Bild: Sind das die europäischen Twin Towers? Und wann stürzen sie ein?
Europa rüstet auf. Wehrhaft soll die jahrzehntelang als Erholungskontinent
genutzte Landmasse zwischen Mittelmeer und Ostsee werden, seine überalterte
Bevölkerung möglichst schon zum nächsten Glockenschlag aus eigener Schmiede
bis an die dritten Zähne bewaffnet werden. Pflügte Europa bisher als
Ausflugsdampfer für Besserverdienende durch die Weltgeschichte, soll der
kümmerliche Restwesten nun zum Kanonenboot der freien Welt werden.
Denn auf den militärischen Beistand von Nato-Endboss USA ist kein Verlass
mehr. Trumps MAGA-Königreich sucht keine alten Verbündeten, sondern neue
Opfer. Vorerst braucht der US-Präsident seine Truppen für dringlichere
Aufgaben. Er muss die Dänen aus Grönland vertreiben, den Panama-Kanal
christianisieren oder einen Immobilien-Kreuzzug gegen Gaza von der Heiligen
Lanze brechen, sobald Gott, Elon vom Mars oder sonst ein Geldgeber den
Befehl dazu gibt. Das Scharmützel mit Russland um die lästige Ukraine
sollen die europäischen Zwergstaaten gefälligst mit ihren lächerlichen
Spielzeugwaffen ausfechten.
„Die Zeit der Illusionen ist vorbei“, betonte EU-Kommissionspräsidentin
Ursula von der Leyen unlängst bei einer Zaubershow im Straßburger
Europaparlament. Aus allen zivilen Taschen, Töpfen und Tiegeln will die
Europachefin abschreckende 800 Milliarden Euro für das
Wiederaufrüstungsprogramm „ReARM Europe“ zwacken, damit die hiesige
Soldateska nicht in Sack und Asche vor den Feind muss. So derangiert und
demobilisiert wie jetzt können sich Europas Armeen jedenfalls nicht mehr
auf dem Feld der Ehre blicken lassen, da stimmen Militärstrategen,
Ausrüster und Rüstungsaktionäre überein.

Bereitgestellte Datensätze:
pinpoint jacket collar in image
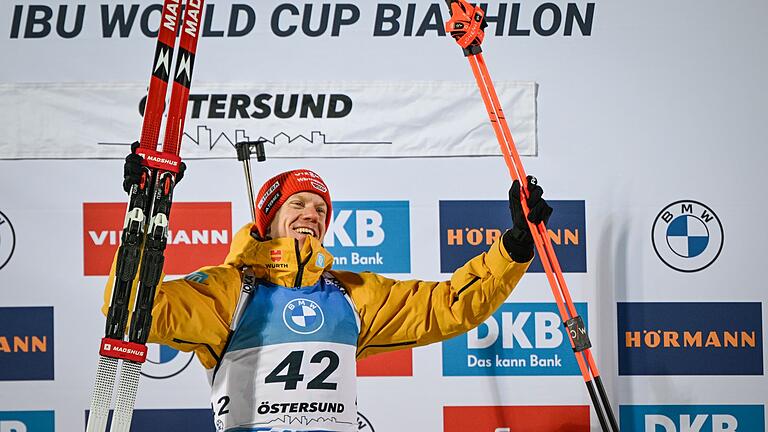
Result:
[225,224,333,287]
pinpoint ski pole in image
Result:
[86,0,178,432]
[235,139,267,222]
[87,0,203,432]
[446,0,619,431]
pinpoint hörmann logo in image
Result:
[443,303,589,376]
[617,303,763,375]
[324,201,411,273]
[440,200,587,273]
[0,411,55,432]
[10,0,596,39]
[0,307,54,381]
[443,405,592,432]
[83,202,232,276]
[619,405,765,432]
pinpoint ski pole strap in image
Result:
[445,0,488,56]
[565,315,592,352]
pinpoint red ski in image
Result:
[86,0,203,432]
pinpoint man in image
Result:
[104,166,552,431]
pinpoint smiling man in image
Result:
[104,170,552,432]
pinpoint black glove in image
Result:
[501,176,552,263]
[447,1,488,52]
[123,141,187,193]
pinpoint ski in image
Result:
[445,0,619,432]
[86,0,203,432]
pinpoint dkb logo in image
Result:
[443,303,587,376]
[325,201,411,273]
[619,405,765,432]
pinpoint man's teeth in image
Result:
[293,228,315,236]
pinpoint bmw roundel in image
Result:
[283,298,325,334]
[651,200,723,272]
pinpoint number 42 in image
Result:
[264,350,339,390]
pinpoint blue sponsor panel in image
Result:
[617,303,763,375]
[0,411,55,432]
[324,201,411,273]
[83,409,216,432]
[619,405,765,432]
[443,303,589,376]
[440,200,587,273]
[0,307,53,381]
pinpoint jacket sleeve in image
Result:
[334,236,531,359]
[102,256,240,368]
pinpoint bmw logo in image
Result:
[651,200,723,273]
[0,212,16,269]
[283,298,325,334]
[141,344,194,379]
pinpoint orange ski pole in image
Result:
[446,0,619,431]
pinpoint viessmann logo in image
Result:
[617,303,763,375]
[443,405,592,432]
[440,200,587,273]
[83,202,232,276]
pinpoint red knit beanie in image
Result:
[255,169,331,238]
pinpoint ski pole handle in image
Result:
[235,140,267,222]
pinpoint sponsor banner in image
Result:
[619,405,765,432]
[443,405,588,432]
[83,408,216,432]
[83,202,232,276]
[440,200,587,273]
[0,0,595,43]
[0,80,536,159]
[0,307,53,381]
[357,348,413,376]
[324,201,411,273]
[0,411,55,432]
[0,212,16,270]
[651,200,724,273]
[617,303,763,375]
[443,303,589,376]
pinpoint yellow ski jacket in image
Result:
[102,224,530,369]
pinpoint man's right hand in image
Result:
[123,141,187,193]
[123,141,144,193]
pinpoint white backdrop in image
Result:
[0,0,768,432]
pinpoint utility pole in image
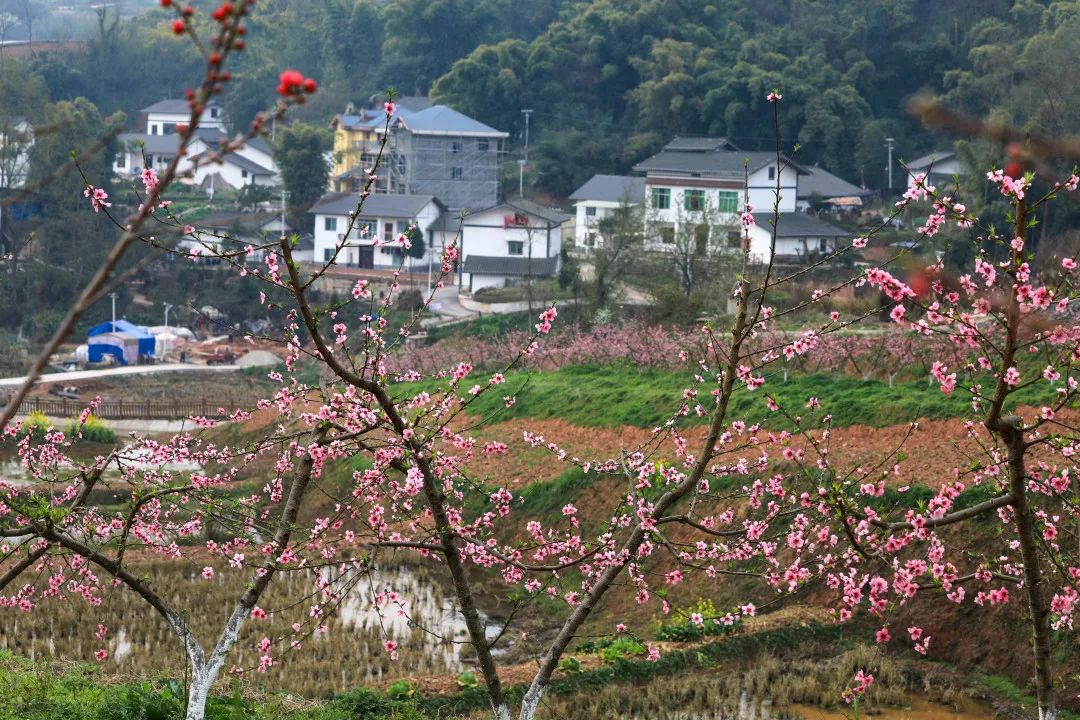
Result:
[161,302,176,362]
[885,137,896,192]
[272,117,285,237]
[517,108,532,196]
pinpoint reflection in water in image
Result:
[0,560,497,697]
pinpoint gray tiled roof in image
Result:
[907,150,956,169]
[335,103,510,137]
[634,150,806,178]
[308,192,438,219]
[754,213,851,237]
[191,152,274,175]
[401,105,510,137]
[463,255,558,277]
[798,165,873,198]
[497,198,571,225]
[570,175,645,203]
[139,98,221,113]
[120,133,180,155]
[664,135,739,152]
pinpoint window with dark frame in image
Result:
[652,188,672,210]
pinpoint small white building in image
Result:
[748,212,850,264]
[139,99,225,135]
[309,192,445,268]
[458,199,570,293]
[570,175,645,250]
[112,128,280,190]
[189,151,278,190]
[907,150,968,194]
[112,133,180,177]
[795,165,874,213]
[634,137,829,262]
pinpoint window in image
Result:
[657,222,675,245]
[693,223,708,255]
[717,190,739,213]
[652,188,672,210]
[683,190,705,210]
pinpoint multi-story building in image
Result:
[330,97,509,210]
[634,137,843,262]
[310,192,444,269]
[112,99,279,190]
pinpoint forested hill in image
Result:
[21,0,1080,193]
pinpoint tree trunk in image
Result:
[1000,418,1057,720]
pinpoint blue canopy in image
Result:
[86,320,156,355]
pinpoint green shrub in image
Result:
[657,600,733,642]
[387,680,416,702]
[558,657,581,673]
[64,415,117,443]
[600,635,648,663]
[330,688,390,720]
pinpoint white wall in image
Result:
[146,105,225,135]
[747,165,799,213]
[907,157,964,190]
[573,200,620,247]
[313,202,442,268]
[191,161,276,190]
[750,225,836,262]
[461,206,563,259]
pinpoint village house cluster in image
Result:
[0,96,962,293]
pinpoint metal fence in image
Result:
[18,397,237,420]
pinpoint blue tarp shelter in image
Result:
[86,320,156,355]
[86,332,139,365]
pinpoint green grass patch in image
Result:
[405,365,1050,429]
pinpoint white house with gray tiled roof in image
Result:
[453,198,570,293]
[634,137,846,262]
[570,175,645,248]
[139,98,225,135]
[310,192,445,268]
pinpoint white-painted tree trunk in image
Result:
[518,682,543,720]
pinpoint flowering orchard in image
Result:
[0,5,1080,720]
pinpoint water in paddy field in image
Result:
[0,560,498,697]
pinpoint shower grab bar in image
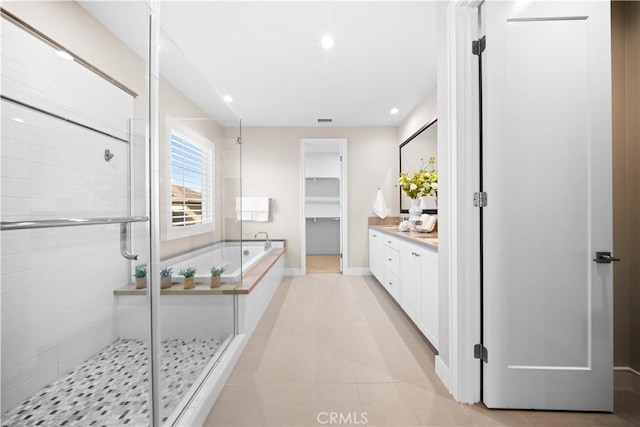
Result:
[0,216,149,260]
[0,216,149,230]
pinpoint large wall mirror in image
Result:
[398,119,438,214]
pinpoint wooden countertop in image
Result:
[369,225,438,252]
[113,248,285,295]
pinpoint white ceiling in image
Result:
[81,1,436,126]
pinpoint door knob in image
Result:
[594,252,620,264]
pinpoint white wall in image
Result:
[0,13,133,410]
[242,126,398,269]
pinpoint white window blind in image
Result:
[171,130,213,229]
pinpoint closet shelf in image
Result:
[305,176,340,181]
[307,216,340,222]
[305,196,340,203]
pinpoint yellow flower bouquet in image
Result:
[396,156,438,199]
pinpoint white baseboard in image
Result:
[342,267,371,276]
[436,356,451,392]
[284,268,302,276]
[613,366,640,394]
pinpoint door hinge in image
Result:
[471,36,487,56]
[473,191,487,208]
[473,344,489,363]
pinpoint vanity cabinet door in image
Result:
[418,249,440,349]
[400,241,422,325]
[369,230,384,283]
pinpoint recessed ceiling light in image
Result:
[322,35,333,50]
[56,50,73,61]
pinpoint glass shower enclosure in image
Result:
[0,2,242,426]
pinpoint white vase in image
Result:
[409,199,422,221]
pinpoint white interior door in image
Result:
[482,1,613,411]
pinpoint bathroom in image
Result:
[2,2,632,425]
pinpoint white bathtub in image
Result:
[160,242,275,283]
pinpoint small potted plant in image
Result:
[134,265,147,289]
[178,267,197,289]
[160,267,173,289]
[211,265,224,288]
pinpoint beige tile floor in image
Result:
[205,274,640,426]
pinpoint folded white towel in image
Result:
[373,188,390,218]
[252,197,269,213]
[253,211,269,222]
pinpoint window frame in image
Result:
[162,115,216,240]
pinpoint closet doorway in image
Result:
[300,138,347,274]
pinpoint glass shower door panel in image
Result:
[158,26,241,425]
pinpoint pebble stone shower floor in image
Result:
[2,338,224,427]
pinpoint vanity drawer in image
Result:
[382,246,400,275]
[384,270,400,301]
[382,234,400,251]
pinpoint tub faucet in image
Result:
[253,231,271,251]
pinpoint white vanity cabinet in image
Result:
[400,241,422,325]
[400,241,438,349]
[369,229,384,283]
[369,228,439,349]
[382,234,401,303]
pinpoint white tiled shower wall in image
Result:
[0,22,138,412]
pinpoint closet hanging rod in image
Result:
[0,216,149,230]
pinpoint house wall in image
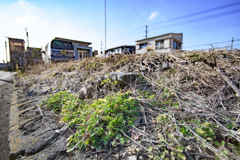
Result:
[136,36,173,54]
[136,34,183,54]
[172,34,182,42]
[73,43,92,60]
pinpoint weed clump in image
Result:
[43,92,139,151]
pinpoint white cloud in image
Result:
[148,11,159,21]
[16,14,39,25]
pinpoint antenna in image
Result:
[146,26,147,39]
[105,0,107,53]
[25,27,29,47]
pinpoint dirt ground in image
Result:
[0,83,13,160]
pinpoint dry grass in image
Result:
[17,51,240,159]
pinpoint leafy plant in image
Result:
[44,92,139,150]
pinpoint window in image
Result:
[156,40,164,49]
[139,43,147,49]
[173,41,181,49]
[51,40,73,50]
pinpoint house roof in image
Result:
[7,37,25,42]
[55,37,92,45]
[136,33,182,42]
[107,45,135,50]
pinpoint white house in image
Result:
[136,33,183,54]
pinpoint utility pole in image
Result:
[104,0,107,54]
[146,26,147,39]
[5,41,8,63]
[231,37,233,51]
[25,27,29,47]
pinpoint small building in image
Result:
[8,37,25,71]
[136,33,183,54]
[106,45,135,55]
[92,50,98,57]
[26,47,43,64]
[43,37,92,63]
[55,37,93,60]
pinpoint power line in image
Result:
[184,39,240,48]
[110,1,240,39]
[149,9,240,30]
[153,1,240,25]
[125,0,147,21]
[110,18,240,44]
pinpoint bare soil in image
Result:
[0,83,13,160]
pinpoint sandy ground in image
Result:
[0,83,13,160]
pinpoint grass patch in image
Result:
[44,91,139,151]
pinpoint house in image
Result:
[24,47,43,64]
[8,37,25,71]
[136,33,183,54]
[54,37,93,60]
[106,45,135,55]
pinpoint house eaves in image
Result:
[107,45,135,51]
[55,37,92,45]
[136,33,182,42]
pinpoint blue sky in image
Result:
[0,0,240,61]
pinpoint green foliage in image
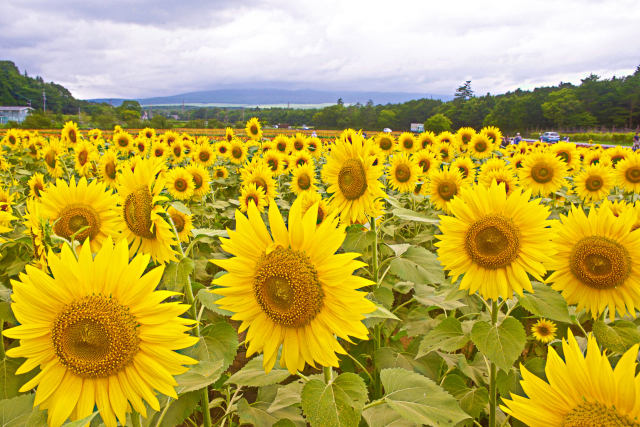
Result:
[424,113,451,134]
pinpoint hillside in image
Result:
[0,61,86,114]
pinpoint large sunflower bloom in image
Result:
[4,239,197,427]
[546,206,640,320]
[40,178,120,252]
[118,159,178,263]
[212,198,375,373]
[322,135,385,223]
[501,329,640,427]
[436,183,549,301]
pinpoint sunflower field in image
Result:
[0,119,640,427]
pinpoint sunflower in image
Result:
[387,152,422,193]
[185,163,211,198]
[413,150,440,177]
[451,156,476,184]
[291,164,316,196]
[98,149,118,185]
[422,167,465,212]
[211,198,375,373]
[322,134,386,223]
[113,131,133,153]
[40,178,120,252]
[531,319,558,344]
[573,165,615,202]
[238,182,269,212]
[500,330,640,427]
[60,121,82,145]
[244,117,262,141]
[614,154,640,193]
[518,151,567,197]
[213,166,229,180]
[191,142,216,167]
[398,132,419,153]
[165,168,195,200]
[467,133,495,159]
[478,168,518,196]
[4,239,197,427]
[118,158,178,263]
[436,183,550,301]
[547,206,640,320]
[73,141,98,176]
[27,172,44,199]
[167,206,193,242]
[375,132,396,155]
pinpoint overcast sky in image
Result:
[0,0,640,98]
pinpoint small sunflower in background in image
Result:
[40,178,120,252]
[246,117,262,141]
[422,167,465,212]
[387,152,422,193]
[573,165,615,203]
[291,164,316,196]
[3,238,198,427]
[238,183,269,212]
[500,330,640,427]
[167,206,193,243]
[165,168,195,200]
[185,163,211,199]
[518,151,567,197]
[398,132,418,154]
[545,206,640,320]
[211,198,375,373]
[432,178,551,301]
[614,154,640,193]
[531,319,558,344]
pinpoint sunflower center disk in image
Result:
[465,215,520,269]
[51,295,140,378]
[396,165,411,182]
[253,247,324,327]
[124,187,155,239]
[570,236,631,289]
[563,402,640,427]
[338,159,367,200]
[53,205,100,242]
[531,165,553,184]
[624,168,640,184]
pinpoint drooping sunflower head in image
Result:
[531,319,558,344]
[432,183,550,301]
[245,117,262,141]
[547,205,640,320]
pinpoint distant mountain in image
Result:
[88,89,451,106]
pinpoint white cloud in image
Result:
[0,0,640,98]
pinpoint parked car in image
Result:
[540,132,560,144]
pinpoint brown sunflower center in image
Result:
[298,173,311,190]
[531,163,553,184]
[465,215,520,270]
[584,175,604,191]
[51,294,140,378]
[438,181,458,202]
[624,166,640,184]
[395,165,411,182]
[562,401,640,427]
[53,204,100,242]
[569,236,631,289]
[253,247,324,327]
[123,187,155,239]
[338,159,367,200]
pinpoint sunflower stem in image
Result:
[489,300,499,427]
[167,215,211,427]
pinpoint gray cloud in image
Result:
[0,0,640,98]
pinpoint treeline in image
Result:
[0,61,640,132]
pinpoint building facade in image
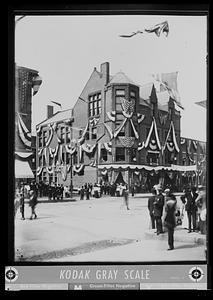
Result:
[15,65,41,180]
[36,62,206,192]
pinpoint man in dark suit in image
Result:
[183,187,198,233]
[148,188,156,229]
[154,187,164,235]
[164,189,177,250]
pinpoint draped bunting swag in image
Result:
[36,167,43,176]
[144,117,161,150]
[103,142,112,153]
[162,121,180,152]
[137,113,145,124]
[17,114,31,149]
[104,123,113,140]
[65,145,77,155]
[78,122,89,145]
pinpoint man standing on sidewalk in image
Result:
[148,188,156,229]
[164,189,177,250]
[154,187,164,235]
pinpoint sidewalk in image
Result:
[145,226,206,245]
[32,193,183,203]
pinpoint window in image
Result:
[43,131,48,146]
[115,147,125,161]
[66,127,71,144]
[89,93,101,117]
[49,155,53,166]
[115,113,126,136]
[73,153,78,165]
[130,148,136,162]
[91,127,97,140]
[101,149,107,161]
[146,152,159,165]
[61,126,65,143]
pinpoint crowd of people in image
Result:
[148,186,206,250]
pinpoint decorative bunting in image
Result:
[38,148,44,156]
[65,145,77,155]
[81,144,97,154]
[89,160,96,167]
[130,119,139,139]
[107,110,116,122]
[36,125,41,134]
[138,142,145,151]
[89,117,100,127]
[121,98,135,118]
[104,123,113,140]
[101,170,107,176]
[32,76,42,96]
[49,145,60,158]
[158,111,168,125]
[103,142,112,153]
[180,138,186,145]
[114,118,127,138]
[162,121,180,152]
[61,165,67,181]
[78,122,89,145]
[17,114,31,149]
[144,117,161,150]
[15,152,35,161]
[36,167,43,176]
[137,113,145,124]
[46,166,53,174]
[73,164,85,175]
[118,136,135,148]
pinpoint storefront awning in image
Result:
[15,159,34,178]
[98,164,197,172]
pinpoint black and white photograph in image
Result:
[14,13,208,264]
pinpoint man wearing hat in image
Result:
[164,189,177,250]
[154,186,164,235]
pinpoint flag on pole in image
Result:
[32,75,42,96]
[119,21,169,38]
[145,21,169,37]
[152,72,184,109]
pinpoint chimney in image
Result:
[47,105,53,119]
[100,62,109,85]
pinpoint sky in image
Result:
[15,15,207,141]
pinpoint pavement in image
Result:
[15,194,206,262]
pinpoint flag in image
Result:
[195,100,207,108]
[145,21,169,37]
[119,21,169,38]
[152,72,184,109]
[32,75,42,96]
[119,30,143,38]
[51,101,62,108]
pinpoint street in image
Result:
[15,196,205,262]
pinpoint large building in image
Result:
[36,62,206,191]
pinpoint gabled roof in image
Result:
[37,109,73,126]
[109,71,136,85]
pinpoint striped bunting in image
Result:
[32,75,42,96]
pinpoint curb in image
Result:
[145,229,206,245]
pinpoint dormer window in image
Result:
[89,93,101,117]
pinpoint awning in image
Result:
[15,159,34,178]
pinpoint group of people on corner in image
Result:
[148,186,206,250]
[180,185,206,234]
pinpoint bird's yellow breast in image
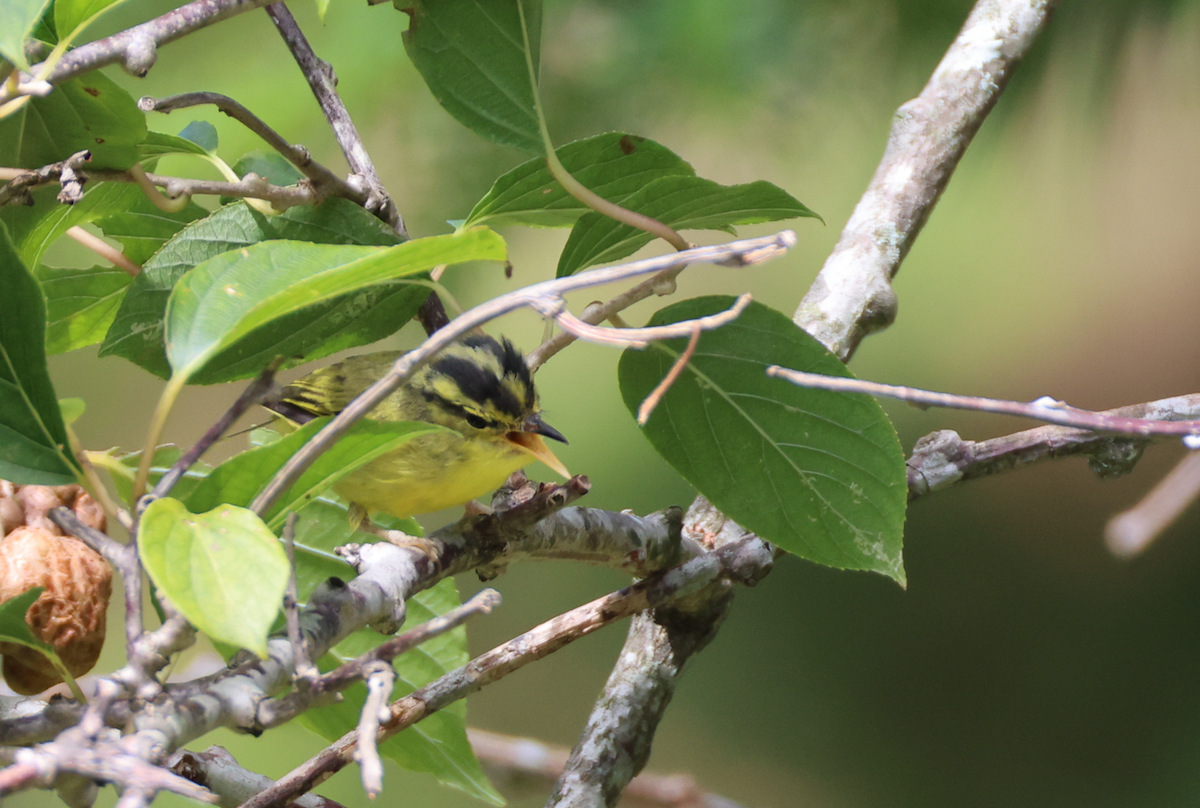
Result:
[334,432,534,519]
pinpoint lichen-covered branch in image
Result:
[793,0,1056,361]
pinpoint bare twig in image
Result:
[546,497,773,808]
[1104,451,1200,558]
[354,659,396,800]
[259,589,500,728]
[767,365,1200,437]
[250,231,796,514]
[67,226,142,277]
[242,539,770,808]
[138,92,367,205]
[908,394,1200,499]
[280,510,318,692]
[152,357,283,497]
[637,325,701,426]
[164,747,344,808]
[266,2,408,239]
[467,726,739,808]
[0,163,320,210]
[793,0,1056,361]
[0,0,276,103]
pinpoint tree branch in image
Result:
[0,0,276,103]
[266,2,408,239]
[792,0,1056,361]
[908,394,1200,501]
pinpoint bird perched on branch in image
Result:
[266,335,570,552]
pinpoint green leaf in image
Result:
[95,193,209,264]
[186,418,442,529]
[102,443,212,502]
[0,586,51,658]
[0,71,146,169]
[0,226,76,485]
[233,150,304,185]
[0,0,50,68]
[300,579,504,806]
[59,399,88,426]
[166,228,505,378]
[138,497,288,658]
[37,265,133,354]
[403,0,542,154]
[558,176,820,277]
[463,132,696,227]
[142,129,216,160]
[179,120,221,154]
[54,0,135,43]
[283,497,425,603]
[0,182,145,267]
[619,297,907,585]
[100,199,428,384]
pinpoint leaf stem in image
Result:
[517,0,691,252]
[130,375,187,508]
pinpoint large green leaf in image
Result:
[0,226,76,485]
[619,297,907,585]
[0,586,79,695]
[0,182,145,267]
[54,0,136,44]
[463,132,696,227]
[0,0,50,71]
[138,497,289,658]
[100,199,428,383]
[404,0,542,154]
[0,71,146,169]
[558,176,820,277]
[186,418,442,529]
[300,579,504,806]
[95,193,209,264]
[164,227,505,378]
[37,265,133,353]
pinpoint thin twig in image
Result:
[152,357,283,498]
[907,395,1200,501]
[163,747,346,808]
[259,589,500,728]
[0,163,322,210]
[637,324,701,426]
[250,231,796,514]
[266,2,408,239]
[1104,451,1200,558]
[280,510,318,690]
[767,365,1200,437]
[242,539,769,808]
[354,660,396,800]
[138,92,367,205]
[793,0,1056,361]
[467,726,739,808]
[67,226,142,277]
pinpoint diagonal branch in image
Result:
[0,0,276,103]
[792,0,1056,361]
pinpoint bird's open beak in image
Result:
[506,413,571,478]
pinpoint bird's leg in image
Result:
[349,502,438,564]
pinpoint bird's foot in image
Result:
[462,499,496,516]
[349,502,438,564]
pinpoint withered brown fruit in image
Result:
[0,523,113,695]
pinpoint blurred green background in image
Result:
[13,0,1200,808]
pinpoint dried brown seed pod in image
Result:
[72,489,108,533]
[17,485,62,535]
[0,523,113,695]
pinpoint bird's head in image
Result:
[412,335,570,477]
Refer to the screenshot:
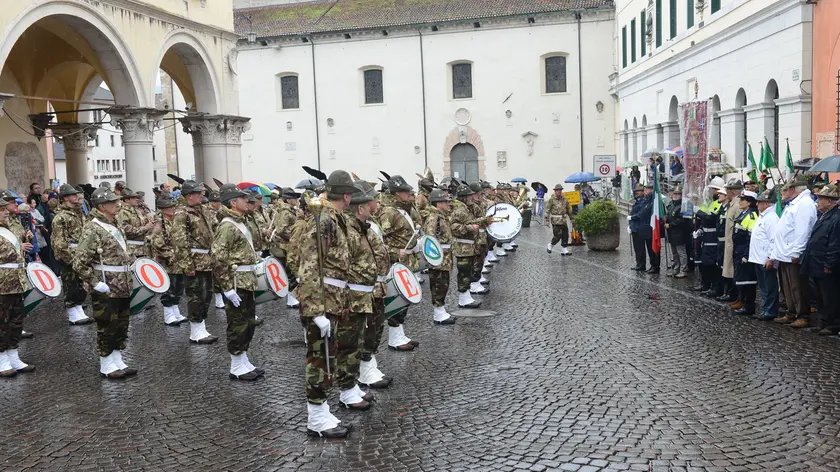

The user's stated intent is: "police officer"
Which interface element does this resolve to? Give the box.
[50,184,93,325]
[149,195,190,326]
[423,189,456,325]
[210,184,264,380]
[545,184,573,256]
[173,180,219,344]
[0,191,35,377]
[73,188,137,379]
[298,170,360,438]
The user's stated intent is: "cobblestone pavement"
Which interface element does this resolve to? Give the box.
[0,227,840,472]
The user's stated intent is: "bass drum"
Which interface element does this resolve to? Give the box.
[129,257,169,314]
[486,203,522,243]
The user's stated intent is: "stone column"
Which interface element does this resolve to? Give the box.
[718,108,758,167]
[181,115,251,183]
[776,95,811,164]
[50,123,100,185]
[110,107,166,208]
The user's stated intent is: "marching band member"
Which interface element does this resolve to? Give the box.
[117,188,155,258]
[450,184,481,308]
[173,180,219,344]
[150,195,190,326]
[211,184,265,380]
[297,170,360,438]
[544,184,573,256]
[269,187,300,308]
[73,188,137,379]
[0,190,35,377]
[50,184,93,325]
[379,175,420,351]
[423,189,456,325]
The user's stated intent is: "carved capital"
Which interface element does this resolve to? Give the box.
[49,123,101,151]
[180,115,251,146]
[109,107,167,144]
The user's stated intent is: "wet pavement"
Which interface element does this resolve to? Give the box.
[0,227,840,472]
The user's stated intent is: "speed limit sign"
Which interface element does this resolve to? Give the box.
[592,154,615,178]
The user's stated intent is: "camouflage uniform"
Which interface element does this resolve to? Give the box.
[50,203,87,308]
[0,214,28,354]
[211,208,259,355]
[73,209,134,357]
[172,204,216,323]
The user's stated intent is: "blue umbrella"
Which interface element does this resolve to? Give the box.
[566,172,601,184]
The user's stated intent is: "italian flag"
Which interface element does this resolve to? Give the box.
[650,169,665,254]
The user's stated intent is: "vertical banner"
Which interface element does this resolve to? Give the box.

Ziel der Aufgabe: Kannst du den Text über Europas Aufrüstung nach seinem letzten Satz wieder aufgreifen und weiterschreiben? Die Datensätze sind hierfür ohne Belang.

Lösung:
Die alte Welt soll wieder mehr Geld für den kostspieligen Vater aller Dinge
locker machen. Die Börse hilft, wo sie kann: Aber mehr als 58,97 Milliarden
Marktkapital konnten nicht einmal die schwer begeisterten Anleger des
Rüstungskonzerns Rheinmetall auf einen Kanonenschlag zusammenkratzen.
## Sonderschulvermögen
Deswegen werden für die Sicherheit erstaunlichste Sondervermögen in die
Bücher gezaubert, doch noch zieren sich einige Staatskassen: Überzog
Spanien einst im Alleinwaffengang ganz Mittel- und Südamerika mit
erstklassiger Gewalt aus eigener Herstellung, wenden die Iberer heute nur
1,5 Prozent ihres Bruttoinlandsprodukts für Kriegerisches auf. Die
spanische Armada muss deswegen noch immer mit Galeonen und Karavellen aus
Habsburg-Beständen zu ihren Einsätzen schippern. Und nicht nur bei der
Bundeswehr sind die Kasernen derart verschimmelt, dass ihre Insassen selber
als Biowaffen nach dem Genfer Protokoll gelten und im Ernstfall gar nicht
ausrücken dürften.
Bei den europäischen Atommächten sieht es nicht besser aus. Die
französischen Atombomben „La Boum I“ und „La Boum II“ sind so alt, das…
Halbwertszeit ihres Plutoniums von über 24.000 Jahren schon beinahe
erreicht ist.
Großbritanniens Trident-Raketen sind Gebrauchtware aus den USA, deren
Garantie längst abgelaufen ist. Zudem rosten die atomaren Restposten auf
vier U-Booten der „Vanguard“-Klasse vor sich hin, die allesamt dringend
kalfatert werden müssten und meist nutzlos in der Clyder Förde vor der
schottischen Westküste dümpeln. Die abschreckende Wirkung dieser
schwimmenden Endlager beschränkt sich im wesentlichen auf Schottland, das
vor dem brandgefährlichen UK-Atomschirm regelmäßig in die Unabhängigkeit zu
flüchten versucht. Einzig die Russlandanrainer in Finnland, dem Baltikum
und Polen haben ihre Verteidigung aus Sorge vor Putins fiebrigen
Reconquistafantasien in Schuss gehalten, dergleichen galt jedoch bis zum
Überfall auf die Gesamtukraine als persönliche Schrulle kauziger
Nordosteuropäer.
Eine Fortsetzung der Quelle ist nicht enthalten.